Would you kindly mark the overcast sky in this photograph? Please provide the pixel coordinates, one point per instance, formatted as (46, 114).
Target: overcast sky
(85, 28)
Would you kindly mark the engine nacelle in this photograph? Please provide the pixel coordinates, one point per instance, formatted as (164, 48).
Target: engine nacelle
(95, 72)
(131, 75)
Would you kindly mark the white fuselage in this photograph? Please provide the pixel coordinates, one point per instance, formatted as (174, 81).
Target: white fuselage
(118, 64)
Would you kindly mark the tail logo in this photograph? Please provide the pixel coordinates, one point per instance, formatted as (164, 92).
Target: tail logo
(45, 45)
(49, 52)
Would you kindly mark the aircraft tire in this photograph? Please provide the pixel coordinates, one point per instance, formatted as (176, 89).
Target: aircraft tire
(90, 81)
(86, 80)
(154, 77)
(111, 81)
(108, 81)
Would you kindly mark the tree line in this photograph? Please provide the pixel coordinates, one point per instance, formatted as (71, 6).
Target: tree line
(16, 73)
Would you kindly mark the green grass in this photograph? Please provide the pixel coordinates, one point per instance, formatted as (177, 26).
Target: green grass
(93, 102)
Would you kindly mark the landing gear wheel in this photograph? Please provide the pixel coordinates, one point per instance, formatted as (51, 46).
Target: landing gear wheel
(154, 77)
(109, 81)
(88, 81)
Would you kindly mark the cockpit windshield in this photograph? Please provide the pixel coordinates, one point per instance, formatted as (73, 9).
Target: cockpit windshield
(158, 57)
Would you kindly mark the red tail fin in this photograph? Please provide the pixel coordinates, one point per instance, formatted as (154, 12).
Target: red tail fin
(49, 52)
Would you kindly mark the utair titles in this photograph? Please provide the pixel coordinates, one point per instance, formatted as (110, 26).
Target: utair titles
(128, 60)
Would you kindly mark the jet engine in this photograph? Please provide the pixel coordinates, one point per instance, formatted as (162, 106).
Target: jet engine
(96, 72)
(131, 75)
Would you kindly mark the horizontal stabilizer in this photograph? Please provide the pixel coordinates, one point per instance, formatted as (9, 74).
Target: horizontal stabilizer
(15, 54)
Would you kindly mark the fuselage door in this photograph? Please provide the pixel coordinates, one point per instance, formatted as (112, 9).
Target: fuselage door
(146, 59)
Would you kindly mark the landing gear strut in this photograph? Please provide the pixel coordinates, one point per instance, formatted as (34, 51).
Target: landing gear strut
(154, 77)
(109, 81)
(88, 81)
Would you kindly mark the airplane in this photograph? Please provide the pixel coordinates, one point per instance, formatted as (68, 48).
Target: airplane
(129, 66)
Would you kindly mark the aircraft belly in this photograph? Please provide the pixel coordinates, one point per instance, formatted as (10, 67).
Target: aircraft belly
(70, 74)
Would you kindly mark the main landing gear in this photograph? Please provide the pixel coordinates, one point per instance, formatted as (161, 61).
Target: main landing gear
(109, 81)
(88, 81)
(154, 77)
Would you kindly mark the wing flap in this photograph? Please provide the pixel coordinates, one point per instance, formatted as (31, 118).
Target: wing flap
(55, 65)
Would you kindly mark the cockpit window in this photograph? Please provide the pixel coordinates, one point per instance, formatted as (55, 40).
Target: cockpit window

******

What needs to be done
Show each line of the data that contains the string "window".

Exercise output
Would you kindly mark the cockpit window in this photograph? Please provide the pixel coordinates, one point per instance, formatted as (55, 40).
Target: cockpit window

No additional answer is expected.